▸ Selected passage:
_ _ _
Powell, who asked Tenet to sit behind him during the speech to demonstrate CIA backing for the facts cited in it, stressed yesterday that "I'm not the intelligence community." He said that "it was presented to me in the preparation of that as the best intelligence and information that we had."
"I made sure, as I said in my presentation, these were multi-sourced," Powell said. "And that was the most dramatic of them, and I made sure it was multi-sourced. Now, if the sources fell apart, then we need to find out how we've gotten ourselves in that position. I've had discussions with the CIA about it."
Add to this 'concern' buzzing about Woodward's profile of Powell in his forthcoming book, "Plan of Attack" (fascinating media column, btw, from Frank Rich in the IHT discussing books vs TV) and refusal to dis Richard Clarke (on the News Hour) and one gets a picture of a non-neocon embellishing his image as that of reasonable statesman. Contrast Powell with McCain, for example, who has defended Kerry, and most recently the Democratic Party. He's the classic off-the-reservation Repub, who is a loose cannon as far as Junior is concerned. Hagel might be another. They are bi-partisan in defending John Kerry, one of the band of brothers. Powell is strictly defending himself.
With the return of Karen Hughes, expect more from Powell and (to the extent they can) less of McCain in forthcoming days. As Rich notes all too well,
But print, even best-selling print, doesn't matter much in the 21st-century American arena. The Bush administration's game was to keep these revelations away from the center stage of wall-to-wall TV coverage. To this end, it succeeded in blocking the formation of the 9/11 commission for a year. Then it threw every conceivable roadblock in its path, from Henry Kissinger (the original appointee as chairman) to delays in providing documents and testimony. That the investigation got going anyway is a tribute not to Clarke, the Democrats or any journalist but to the telegenic clout of the
9/11 families. Like all victims of horrific crimes, they are sought after as television "gets" in a culture that likes up-close-and-personal TV replays of tragedies. The families used their many on-air minutes to keep pushing for a commission until the White House had to cry uncle.
Expect Powell to be used as the soft face of Imperialism, just as Hughes pushes the soft face of 'compassionate conservatism' while Powell allows himself to be out there in his own interest of somehow rescuing his reputation from the ash-heap of history. And with Hughes' assistance, expect television to be his chosen medium. They both have a stake in Colin's rep. Bush can't win without it.
_ _ _
▸ The data:
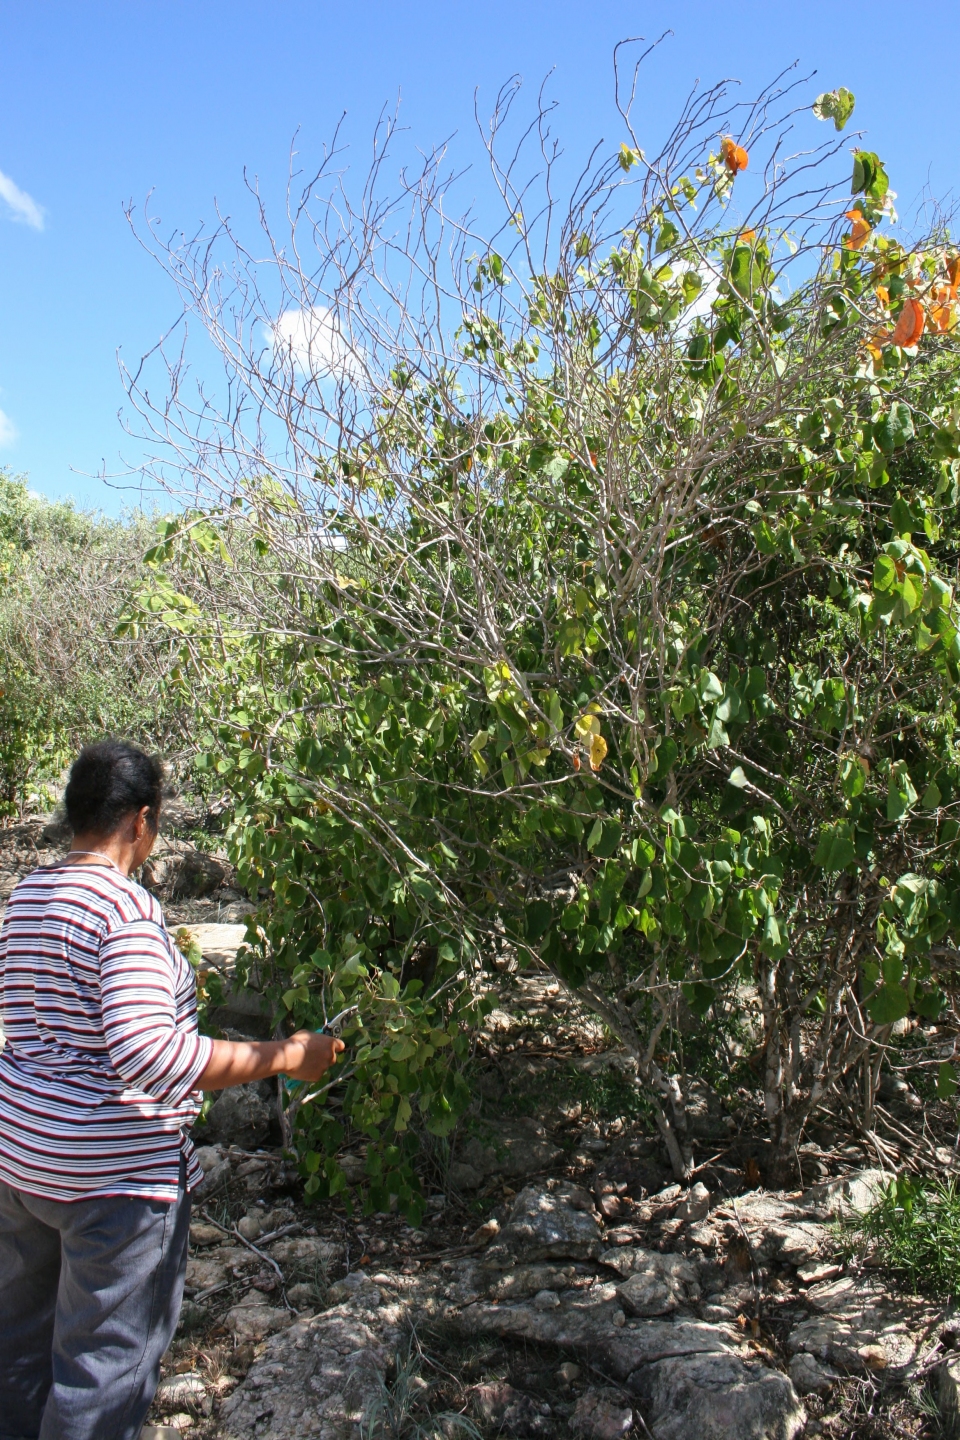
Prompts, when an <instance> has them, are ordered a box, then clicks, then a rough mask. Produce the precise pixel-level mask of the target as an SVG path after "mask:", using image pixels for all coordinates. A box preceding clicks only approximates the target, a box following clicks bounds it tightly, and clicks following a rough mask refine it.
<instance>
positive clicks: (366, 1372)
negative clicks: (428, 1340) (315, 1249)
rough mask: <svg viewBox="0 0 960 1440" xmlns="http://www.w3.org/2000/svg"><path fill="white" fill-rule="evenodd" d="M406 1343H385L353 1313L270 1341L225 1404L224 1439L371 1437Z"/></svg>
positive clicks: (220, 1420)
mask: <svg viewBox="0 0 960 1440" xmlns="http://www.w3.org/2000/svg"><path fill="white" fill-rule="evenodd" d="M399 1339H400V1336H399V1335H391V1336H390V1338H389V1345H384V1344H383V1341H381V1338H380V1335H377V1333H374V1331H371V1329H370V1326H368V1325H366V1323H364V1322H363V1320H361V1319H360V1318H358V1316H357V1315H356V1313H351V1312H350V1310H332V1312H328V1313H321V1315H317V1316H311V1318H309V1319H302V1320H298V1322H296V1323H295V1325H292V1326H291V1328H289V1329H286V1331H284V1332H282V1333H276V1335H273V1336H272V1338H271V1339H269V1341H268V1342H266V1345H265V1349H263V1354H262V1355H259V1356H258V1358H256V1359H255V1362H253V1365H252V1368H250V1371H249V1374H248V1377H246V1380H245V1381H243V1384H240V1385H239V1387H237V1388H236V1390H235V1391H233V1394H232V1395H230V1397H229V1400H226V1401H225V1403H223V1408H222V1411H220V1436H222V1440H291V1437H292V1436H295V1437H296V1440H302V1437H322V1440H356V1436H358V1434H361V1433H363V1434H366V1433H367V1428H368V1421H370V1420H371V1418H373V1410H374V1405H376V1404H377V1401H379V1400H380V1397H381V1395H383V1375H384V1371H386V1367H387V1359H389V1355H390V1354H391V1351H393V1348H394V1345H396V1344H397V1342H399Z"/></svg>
_ _ _
▸ Problem requirements: Print the section of the Colin Powell passage above starting at "Add to this" and ending at "strictly defending himself.".

▸ Problem solution:
Add to this 'concern' buzzing about Woodward's profile of Powell in his forthcoming book, "Plan of Attack" (fascinating media column, btw, from Frank Rich in the IHT discussing books vs TV) and refusal to dis Richard Clarke (on the News Hour) and one gets a picture of a non-neocon embellishing his image as that of reasonable statesman. Contrast Powell with McCain, for example, who has defended Kerry, and most recently the Democratic Party. He's the classic off-the-reservation Repub, who is a loose cannon as far as Junior is concerned. Hagel might be another. They are bi-partisan in defending John Kerry, one of the band of brothers. Powell is strictly defending himself.